## [Source passage]
☆ ☆ ☆
Thursday, September 30, 2010

Security

When LL was just two months old or so, he semi-adopted his first security object. It was a little white burp cloth with blue stars and blue embroidered embellishments along the edges. One of my mother-in-law's friends made him a set of three similar cloths, but he only liked the one with the blue stars. He smiled when he saw it, he gripped it tightly when we gave it to him, he liked rubbing his cheek against it, and he seemed to sleep better if it was nearby.

The starry burp cloth was replaced by Froggie Blanket, a small dead-simple square quilt that I made for him out of some flannel with lily pads and frogs on it. LL briefly wanted to bring Froggie Blanket with him everywhere he went (and I added "make back-up Froggie Blanket out of leftover fabric" to my to-do list) but it quickly evolved into a sleepytime-only thing. He holds onto it at naptime and bedtime, and likes to hold it while being rocked, but in the morning he gives it a hug and leaves it in the crib. Occasionally, if he's sick or feeling particularly needy, he will want to hold onto it a bit more, which we let him do. It usually doesn't leave the house (he naps at daycare just fine without it) but it does join us on outings every so often. And he always always knows where it is, in a sixth sense sort of way. (Every once in a while at bedtime, we won't see it, but we just need to ask LL, "Where's Froggie Blanket?" and he will always know where to find it. Even that time it was stuffed inside the salad spinner in the back of a cabinet.)
☆ ☆ ☆
## [Supplied material]
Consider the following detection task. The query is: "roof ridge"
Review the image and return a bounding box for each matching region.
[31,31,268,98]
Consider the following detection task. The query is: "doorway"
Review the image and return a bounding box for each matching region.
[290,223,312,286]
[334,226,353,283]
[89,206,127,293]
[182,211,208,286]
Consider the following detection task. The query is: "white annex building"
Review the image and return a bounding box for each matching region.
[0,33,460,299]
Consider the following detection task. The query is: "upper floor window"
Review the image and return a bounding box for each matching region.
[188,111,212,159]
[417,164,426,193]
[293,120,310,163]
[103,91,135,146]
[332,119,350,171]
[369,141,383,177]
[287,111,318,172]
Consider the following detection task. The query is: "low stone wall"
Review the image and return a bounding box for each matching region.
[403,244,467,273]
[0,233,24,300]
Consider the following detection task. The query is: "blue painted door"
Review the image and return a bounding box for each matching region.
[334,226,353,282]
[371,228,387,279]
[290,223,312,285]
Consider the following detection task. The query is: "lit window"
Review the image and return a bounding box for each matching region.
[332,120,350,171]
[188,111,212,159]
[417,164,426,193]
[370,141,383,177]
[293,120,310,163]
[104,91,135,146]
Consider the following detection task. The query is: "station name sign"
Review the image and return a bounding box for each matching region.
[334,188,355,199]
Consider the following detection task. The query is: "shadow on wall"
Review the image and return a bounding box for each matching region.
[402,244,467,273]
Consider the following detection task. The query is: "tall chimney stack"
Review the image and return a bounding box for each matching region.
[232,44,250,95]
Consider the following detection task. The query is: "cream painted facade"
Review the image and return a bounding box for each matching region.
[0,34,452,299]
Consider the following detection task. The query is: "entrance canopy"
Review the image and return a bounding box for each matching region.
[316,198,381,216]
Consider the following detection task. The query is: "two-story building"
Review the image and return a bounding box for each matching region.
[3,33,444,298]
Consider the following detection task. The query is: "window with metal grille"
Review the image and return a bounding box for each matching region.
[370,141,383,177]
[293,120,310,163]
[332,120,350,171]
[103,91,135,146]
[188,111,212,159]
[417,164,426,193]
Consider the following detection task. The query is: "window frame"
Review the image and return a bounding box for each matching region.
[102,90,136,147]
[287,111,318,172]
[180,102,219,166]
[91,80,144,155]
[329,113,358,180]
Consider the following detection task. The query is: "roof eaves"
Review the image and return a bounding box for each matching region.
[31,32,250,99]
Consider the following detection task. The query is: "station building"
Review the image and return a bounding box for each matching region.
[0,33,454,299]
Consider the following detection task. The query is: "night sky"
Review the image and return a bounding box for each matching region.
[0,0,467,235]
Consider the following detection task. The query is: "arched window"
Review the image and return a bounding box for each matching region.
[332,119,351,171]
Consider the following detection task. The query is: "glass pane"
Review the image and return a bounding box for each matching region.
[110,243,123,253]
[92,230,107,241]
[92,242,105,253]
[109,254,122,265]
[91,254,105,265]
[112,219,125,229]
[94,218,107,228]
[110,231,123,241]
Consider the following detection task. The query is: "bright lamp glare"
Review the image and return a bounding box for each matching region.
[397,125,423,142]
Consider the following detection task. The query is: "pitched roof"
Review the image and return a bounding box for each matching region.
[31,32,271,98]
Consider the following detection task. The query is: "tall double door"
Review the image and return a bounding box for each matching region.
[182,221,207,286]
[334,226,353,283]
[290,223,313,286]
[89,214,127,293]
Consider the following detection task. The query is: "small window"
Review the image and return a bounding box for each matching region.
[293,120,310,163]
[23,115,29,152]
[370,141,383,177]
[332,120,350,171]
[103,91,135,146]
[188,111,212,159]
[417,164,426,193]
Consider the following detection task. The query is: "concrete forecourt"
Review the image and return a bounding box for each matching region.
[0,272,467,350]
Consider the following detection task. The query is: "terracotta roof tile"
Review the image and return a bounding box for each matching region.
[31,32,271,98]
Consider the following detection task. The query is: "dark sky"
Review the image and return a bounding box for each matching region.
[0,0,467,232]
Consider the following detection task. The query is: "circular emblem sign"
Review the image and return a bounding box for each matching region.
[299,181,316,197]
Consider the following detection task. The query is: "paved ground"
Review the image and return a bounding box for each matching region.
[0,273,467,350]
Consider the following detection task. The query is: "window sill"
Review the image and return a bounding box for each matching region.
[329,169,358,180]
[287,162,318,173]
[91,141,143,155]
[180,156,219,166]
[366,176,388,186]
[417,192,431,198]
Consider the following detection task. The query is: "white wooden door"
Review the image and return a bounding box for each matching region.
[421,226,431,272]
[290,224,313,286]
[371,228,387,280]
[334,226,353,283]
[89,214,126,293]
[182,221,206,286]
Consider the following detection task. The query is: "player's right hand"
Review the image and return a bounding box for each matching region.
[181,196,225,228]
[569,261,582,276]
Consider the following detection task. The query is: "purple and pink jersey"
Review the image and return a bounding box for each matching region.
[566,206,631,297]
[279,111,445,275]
☆ ☆ ☆
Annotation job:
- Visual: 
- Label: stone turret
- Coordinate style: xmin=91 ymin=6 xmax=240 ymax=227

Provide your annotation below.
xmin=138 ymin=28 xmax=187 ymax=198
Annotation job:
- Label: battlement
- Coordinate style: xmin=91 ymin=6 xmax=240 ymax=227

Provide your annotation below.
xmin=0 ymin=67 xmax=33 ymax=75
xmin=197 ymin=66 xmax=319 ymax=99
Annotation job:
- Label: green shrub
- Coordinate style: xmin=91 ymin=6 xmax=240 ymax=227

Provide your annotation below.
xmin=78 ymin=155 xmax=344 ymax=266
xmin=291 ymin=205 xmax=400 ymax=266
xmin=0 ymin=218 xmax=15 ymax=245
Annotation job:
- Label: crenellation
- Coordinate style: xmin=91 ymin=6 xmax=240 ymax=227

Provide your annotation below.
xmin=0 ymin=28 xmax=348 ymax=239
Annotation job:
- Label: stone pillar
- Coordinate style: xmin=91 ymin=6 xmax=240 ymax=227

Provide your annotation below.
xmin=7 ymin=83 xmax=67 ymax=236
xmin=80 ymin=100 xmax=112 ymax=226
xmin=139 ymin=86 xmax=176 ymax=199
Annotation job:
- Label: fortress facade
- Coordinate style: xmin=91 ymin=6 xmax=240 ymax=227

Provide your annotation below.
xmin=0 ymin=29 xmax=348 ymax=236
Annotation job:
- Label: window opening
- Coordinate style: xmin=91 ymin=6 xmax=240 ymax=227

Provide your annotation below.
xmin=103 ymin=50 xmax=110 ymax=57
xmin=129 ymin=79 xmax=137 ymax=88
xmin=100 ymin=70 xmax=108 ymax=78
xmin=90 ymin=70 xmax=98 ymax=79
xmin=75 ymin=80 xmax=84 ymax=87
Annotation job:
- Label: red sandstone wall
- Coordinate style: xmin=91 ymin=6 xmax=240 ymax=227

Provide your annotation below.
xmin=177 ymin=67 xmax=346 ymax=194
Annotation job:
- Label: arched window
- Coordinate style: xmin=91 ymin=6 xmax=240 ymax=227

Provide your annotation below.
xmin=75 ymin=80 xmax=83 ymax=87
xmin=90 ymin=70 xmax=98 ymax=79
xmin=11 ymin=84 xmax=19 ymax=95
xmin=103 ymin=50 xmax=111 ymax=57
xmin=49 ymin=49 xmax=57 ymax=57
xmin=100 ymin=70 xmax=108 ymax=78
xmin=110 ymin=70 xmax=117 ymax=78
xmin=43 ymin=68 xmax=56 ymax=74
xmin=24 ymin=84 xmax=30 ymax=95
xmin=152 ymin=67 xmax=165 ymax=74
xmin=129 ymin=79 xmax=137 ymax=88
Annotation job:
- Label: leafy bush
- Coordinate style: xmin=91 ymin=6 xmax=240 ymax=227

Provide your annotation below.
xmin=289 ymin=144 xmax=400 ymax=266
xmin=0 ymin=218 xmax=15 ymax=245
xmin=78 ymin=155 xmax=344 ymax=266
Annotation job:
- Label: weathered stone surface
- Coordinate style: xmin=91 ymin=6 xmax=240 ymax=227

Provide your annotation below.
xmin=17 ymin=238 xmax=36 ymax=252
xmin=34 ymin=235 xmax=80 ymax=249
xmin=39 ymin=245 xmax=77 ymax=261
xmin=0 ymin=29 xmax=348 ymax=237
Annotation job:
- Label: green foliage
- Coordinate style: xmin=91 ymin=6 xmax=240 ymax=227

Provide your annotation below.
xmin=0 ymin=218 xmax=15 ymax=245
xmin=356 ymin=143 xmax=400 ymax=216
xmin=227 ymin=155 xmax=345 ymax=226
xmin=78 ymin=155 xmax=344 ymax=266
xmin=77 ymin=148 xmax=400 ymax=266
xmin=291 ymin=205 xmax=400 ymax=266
☆ ☆ ☆
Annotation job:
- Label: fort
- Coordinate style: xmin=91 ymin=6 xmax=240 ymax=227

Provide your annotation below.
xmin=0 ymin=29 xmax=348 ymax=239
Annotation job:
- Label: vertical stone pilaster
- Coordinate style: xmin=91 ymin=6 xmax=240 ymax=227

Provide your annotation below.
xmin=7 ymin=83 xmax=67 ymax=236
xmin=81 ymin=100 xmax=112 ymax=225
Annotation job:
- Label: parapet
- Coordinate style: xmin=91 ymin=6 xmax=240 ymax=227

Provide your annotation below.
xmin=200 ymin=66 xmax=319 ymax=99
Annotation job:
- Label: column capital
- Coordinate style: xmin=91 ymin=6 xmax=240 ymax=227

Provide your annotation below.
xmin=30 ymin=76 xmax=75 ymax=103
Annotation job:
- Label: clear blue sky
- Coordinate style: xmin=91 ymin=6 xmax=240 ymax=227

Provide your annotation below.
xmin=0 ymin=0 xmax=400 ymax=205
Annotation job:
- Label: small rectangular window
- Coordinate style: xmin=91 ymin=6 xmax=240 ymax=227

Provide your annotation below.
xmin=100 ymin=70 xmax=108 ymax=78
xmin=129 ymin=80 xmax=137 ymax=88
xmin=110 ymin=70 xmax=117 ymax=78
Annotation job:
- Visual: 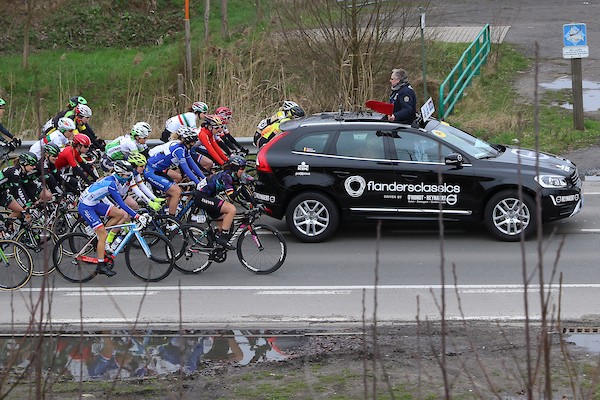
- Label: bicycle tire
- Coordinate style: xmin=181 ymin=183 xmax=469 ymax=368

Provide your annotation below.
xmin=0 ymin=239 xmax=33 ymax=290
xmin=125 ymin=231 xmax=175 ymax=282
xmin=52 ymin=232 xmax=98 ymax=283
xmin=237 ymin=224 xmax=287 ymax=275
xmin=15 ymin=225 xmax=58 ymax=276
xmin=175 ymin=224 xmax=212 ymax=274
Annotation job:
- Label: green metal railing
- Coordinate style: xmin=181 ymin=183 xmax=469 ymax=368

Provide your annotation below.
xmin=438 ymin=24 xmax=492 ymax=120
☆ ☆ ☆
## [Written exercise 1]
Return every line in the records that contains the word "painted".
## [Written exercise 2]
Pick up the post about LL's security objects after its last sentence and write what comes next.

## [Result 1]
Consider the following detection task. The query is: "blue painted door"
Consider the following detection task. The query is: "cream painted facade"

## [Result 2]
I'm not a very artsy-crafty person. I do some occasional knitting or crocheting, but that's about it. And I've been known to go years between projects. But I love that LL is attached to the Froggie Blanket that I made.

But, little boys grow up, tastes change, new security objects are identified. We have a new must-have security object in our house. It's not exactly replacing Froggie Blanket, which is still required in the glider and crib at all times. This is more of an additional new friend. It's only been a week, so it may end up being short-lived, but LL's behavior with this thing has been sudden, dramatic, and different than anything he has ever done before. The object of his affection: a small stuffed zebra named NoNo.

I mentioned a little while ago that zebras are one of LL's favorite animals, and though he knows the word "zebra," he insists on calling them "no-nos" for, um, literary reasons. When we went to the zoo with Grandma and Grandpa, he spent a long time exclaiming over the zebras. As we were leaving, I helped my dad to pick out a little stuffed zebra at the zoo gift shop, for him to give to LL for his birthday.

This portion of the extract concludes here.